__Exercise__
Restate every line of the material, word for word.

__Available data__
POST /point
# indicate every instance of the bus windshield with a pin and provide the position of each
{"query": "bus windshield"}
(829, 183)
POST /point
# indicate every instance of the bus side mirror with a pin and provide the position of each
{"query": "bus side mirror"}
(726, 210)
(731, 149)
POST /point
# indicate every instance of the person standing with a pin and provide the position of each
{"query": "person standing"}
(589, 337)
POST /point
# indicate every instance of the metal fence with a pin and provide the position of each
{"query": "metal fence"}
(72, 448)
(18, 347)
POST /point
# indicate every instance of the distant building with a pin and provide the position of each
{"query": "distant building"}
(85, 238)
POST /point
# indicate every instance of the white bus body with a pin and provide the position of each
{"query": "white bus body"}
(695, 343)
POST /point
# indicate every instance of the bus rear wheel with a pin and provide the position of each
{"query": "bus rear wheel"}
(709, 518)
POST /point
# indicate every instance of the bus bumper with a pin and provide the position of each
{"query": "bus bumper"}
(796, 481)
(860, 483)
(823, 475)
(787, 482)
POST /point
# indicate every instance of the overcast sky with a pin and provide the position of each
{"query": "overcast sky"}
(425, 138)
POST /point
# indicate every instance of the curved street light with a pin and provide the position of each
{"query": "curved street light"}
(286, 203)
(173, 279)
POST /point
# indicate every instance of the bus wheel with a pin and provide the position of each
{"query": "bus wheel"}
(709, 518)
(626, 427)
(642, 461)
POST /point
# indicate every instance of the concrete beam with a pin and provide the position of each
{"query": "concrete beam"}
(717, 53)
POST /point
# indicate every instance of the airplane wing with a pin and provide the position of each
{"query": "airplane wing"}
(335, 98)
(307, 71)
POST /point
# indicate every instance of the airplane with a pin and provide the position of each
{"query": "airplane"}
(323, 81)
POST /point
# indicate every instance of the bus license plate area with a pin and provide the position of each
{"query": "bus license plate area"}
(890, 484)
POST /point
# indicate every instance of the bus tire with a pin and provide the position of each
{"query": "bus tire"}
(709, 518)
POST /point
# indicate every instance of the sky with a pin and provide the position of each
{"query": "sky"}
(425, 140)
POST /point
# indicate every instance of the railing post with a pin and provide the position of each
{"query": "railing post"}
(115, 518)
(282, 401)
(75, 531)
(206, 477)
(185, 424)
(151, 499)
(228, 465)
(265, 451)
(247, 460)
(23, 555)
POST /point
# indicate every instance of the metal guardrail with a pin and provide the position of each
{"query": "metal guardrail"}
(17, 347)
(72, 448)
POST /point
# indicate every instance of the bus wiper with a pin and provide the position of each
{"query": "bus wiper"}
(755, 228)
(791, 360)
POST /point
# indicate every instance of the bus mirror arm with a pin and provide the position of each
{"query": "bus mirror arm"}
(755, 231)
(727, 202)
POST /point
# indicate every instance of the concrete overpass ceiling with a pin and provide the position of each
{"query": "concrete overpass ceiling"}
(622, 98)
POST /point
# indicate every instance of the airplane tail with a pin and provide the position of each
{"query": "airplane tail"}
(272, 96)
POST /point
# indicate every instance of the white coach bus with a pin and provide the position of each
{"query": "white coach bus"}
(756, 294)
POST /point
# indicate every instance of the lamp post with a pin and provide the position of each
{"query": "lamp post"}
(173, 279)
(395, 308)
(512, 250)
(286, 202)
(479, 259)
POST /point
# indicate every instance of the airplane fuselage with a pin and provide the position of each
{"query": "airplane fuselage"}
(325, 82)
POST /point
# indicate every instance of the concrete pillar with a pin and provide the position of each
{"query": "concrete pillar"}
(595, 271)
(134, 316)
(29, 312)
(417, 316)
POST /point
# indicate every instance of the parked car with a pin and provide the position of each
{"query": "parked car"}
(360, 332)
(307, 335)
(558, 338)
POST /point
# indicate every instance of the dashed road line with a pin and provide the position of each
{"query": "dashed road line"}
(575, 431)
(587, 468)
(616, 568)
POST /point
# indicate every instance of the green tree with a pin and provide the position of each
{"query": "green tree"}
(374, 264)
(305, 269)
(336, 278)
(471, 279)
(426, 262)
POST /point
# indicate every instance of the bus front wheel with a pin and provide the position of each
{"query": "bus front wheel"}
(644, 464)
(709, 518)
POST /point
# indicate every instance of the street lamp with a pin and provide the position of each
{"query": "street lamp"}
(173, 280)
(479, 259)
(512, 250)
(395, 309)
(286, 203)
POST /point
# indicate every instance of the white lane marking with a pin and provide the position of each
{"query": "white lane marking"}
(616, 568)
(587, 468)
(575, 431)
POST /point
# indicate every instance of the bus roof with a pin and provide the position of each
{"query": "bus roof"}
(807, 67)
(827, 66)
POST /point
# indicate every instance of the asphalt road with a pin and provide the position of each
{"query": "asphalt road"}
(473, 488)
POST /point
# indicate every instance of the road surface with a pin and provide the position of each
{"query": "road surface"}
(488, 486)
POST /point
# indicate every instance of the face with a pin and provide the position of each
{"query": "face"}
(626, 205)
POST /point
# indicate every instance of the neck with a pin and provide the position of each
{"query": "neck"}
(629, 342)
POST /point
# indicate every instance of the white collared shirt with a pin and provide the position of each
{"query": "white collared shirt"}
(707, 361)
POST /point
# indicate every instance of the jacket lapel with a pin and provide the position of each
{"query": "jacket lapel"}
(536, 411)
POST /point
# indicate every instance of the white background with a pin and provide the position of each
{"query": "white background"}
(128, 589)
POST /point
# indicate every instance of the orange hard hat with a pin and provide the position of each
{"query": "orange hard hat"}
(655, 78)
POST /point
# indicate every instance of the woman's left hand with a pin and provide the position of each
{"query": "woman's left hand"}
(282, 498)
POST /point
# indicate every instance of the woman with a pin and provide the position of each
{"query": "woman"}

__Written solution__
POST /point
# indicate every instance of the bus windshield with a pin and provide the position of each
{"query": "bus windshield"}
(829, 183)
POST /point
# indicate every instance of the bus side mirror with a pin and provide the position of each
{"query": "bus side mirror"}
(726, 210)
(731, 149)
POST /point
# indicate every instance of the person standing with a pin and provide the position of each
{"query": "person standing"}
(589, 337)
POST /point
# indicate every instance of the metal fence with a pin and provide the position of each
{"query": "metal fence"}
(72, 448)
(18, 347)
POST /point
# indicate every instance of the distant building with a pin and provide the position of each
{"query": "distant building"}
(85, 238)
POST /point
# indicate every instance of the white bus body with a pin and provide the position of each
{"query": "white bus body"}
(695, 343)
POST /point
# indicate every instance of the bus rear wheel with a pin and provide the position of each
{"query": "bus rear wheel"}
(709, 518)
POST /point
# indicate every instance of the bus bumper with a pin and provide the position of each
{"query": "bus bumper"}
(796, 481)
(860, 483)
(823, 475)
(787, 482)
POST /point
# indicate every instance of the overcast sky with a pin and provide the position of each
{"query": "overcast sky"}
(425, 138)
POST /point
# indicate every instance of the curved street light with a pin and provide the position of each
{"query": "curved street light"}
(286, 203)
(173, 279)
POST /point
# indicate every instance of the bus wheel with a pin and provide the position of each
{"query": "bus wheel"}
(709, 518)
(626, 427)
(642, 461)
POST /point
# indicate every instance of the concrete beam with a pin and provide the position of each
{"query": "concrete beam"}
(717, 53)
POST /point
# indicate every instance of the airplane wing with a pin and provide the position of each
{"query": "airplane wing"}
(335, 98)
(307, 71)
POST /point
# indicate every instance of the airplane with a pin and provide the position of each
{"query": "airplane"}
(323, 81)
POST /point
# indicate every instance of the bus license plate area with a pin and provide the position of each
{"query": "bus license plate area"}
(890, 484)
POST /point
# indicate every instance of the bus tire with a pin and provide the position of each
{"query": "bus tire"}
(709, 518)
POST /point
# indicate every instance of the sky with a pin and provide the position of each
{"query": "sky"}
(425, 140)
POST /point
# indicate every instance of the railing post with a pin and provide the position of each
{"query": "railing post"}
(115, 518)
(282, 401)
(75, 531)
(206, 477)
(185, 424)
(151, 499)
(228, 465)
(265, 451)
(247, 460)
(23, 555)
POST /point
# indicate every instance of the metal guardrail with a pin and provide the position of each
{"query": "metal guardrail"}
(17, 347)
(72, 448)
POST /point
# indicate every instance of the bus wiper with a pin and provide the position of each
{"query": "bus wiper"}
(755, 228)
(791, 360)
POST /point
# indicate every instance of the bus mirror arm with a pin and provide the position of each
{"query": "bus mirror arm"}
(755, 231)
(727, 202)
POST /point
# indicate every instance of the concrete overpass ceiling with a pin and provide the position of each
{"query": "concrete overpass ceiling"}
(622, 98)
POST /point
# indicate every instance of the airplane tail with a pin and provide the position of each
{"query": "airplane tail"}
(272, 96)
POST /point
# indicate every instance of the white coach bus with a pin and provide the position of each
{"query": "white coach bus"}
(756, 294)
POST /point
# indicate every instance of the lamp post with a pin and provide the position of each
{"query": "lamp post"}
(173, 279)
(395, 308)
(512, 250)
(286, 202)
(479, 259)
POST /point
# indicate every instance of the airplane fuselage with a pin and provide the position of each
{"query": "airplane fuselage"}
(325, 82)
POST /point
# indicate every instance of the concrete pillar with a pin and provide the position of each
{"query": "concrete pillar"}
(595, 271)
(134, 316)
(29, 312)
(417, 316)
POST /point
# indicate every instance of the parked car with a pin and provide the position of each
{"query": "parked car"}
(360, 332)
(307, 335)
(558, 338)
POST /point
# indicate every instance of the dashed road line with a pin and provide the position of each
{"query": "dashed road line"}
(575, 431)
(587, 468)
(616, 568)
POST /point
# indicate every instance of the green tree with a pin and provide the position of each
{"query": "green tree"}
(374, 264)
(305, 269)
(336, 278)
(471, 279)
(426, 262)
POST /point
# indicate every instance of the bus front wheel with a pin and provide the position of each
{"query": "bus front wheel"}
(644, 464)
(709, 518)
POST /point
# indicate every instance of the street lamp with a pin and provide the position of each
{"query": "street lamp"}
(173, 280)
(479, 259)
(512, 250)
(395, 309)
(286, 203)
POST /point
# indicate every instance of the white lane marking with a pin and provide the position of each
{"query": "white lane marking"}
(616, 568)
(587, 468)
(575, 431)
POST /point
# indicate every instance of the bus roof with a pin and provide the position of each
{"query": "bus roof"}
(807, 67)
(827, 66)
POST /point
# indicate every instance of the asphalt road with a pin and provide the position of each
{"query": "asphalt road"}
(473, 488)
POST /point
# indicate every instance of the road surface with a pin and provide the position of each
{"query": "road surface"}
(488, 486)
POST /point
# indicate every instance of the face with a pin and provide the position of each
{"query": "face"}
(626, 205)
POST /point
# indicate every instance of the neck with a pin and provide the position of each
{"query": "neck"}
(629, 342)
POST /point
# indicate every instance of the white collared shirt with a pin and provide the position of each
{"query": "white collared shirt"}
(707, 361)
POST /point
# indicate every instance of the jacket lapel with a pin and provide the position of each
{"query": "jacket lapel"}
(536, 411)
POST /point
# indicate every instance of the white background with a pin and provide the position of each
{"query": "white background"}
(128, 589)
POST /point
# indicate every instance of the orange hard hat with a pin and provide the position of each
{"query": "orange hard hat"}
(655, 78)
POST /point
# indicate every instance of the woman's left hand with a pin and provide the position of each
{"query": "woman's left hand"}
(282, 498)
POST /point
# indicate every instance of the woman with a pin and provide the position of each
{"query": "woman"}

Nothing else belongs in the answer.